What you need to do
Copy the entries out again in full.

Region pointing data
Content starts

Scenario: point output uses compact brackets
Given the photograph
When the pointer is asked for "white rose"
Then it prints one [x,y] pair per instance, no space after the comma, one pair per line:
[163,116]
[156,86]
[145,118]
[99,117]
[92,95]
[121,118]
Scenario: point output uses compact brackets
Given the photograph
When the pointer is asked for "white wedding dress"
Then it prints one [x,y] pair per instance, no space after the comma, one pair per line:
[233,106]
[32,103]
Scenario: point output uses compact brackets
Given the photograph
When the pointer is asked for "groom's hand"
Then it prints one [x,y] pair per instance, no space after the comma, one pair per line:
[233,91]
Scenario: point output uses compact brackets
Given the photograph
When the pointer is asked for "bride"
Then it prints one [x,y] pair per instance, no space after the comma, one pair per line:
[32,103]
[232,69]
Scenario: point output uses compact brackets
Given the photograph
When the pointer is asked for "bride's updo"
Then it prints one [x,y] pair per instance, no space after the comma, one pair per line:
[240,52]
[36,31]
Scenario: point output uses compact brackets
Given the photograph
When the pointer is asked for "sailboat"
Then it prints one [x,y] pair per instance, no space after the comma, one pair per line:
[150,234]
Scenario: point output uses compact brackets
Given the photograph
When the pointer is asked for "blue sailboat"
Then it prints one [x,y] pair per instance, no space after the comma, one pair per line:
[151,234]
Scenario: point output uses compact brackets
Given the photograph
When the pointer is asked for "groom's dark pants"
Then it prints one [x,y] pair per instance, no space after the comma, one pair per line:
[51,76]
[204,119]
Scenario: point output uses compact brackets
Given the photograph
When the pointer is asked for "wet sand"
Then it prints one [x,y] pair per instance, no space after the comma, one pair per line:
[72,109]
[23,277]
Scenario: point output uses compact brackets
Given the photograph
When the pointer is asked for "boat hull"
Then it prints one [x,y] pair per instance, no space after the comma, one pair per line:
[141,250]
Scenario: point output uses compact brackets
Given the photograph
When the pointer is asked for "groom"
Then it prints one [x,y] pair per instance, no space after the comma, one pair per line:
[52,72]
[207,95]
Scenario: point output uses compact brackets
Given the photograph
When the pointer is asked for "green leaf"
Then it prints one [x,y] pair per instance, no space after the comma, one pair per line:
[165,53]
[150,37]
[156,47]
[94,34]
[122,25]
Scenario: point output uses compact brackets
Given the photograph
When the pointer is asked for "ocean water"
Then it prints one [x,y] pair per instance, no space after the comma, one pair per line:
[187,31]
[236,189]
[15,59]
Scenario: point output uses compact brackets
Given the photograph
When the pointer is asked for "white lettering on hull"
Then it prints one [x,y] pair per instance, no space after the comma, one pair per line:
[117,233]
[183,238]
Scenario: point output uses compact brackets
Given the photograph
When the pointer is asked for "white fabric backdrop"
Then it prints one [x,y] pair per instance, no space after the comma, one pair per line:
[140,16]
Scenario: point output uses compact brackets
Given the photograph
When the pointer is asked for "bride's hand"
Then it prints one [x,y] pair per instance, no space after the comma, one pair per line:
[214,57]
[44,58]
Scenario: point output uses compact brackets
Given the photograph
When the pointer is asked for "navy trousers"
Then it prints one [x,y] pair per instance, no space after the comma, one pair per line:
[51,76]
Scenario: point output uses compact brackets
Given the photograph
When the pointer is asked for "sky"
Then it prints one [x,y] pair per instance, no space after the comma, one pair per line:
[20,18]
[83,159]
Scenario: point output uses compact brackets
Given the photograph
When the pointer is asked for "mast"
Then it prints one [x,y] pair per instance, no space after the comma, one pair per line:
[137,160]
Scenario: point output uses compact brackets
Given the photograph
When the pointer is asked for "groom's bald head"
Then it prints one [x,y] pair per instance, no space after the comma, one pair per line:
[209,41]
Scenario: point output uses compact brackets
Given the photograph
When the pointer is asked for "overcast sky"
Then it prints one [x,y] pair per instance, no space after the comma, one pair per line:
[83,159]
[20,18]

Content ends

Expected answer
Scenario: point output uses compact brackets
Given the photograph
When the pointer is asked for "white rose"
Then it prints one [x,y] pair per instance, no space after the comma, one pair per line:
[163,116]
[156,86]
[145,118]
[99,117]
[92,95]
[121,118]
Scenario: point output uses compact brackets
Given the photograph
When the pointer is asked for "white wedding dress"
Then it prints one [x,y] pair per instance, no space after the comma, one pair per line:
[233,106]
[32,103]
Scenario: point output uses compact brackets
Given the photograph
When the pointer is asked for "groom's hand"
Then it prints one [x,y] pair per instance, no space after the comma, one pair per line:
[233,91]
Scenario: point output uses compact brackets
Given the photograph
When the pointer is asked for "bride"
Then it prints one [x,y] pair per instance, no space after the comma, one pair per line:
[32,103]
[232,69]
Scenario: point output uses compact brackets
Given the photograph
When the pointer is asked for "bride's updo"
Then it prints one [x,y] pair per instance, no space after the comma, one pair per line:
[240,52]
[36,31]
Scenario: point output uses compact brackets
Given the photograph
When the pointer is asked for "sailboat"
Then it prints one [x,y] pair per instance, no space after the comma, one pair per line:
[150,234]
Scenario: point output uses compact brackets
Given the photograph
When the pointer is asked for "blue sailboat"
Then it prints one [x,y] pair per instance, no space after the comma, one pair per line:
[151,234]
Scenario: point output uses compact brackets
Given the photograph
When the pointer is asked for "groom's dark pants"
Then it prints one [x,y] pair per instance, no space after the comma, one pair per line:
[51,76]
[204,119]
Scenario: point output uses compact brackets
Given the photograph
When the pointer is asked for "wet sand"
Then it prints one [x,y] pair per instance, no space after the comma, one pair per line:
[72,109]
[23,277]
Scenario: point output uses compact brackets
Given the photograph
When the pointer is asked for "boat hull"
Then it prints one [x,y] pair per instance, no space after the comma, one pair per line:
[141,250]
Scenario: point output uses compact brackets
Given the photograph
When the pointer is asked for "groom"
Then it prints one [x,y] pair per instance, no space after the comma, one pair per line:
[52,72]
[207,95]
Scenario: point output uses compact brackets
Given the photograph
When the pointer is asked for "green leaf"
Then it prints one [x,y] pair per instance, no space after the comma, one pair per line:
[165,53]
[150,37]
[156,47]
[94,34]
[122,25]
Scenario: point output uses compact brackets
Given the photograph
When the pointer is asked for "ocean water"
Then it prints one [x,y] pair per instance, no space after the comma, one pair per line:
[187,31]
[236,189]
[15,59]
Scenario: point output uses compact brackets
Given the photograph
When the pointer is asked for "white lettering on hull"
Then it prints one [x,y] pair per instance, no space after the comma, one pair per line:
[117,233]
[183,238]
Scenario: point output uses compact brackets
Given the photograph
When the pointer is asked for "white fabric backdrop"
Then it prints one [x,y] pair per instance, no space after the comma, one pair per line:
[140,16]
Scenario: point output uses compact brackets
Given the photograph
When the pointer is asked for "bride's hand"
Then it prints one [x,y] pair per instance, no space after the comma, one pair per line:
[214,57]
[44,58]
Scenario: point output uses compact brackets
Given the photograph
When the pointer is asked for "navy trousers"
Then it prints one [x,y] pair per instance, no space after the comma, one pair per line:
[51,76]
Scenario: point output uses compact brackets
Given the photograph
When the pointer is asked for "sky"
Then it prints one [x,y] pair per instance, no space after the comma, one pair per line:
[20,18]
[83,159]
Scenario: point output uses compact brackets
Given the photograph
When the pointer is asked for "mast"
Then it prints one [x,y] pair per instance, no space after the comma, one pair per line:
[137,160]
Scenario: point output uses compact brackets
Given the photograph
When the pointer is asked for "groom's bald head"
Then it prints one [x,y] pair per instance, no space after the comma, one pair per line:
[209,41]
Scenario: point output uses compact brackets
Given the photograph
When the pointer is asked for "overcast sky"
Then it prints one [x,y] pair per instance, no space after the comma, one pair per line:
[83,159]
[20,18]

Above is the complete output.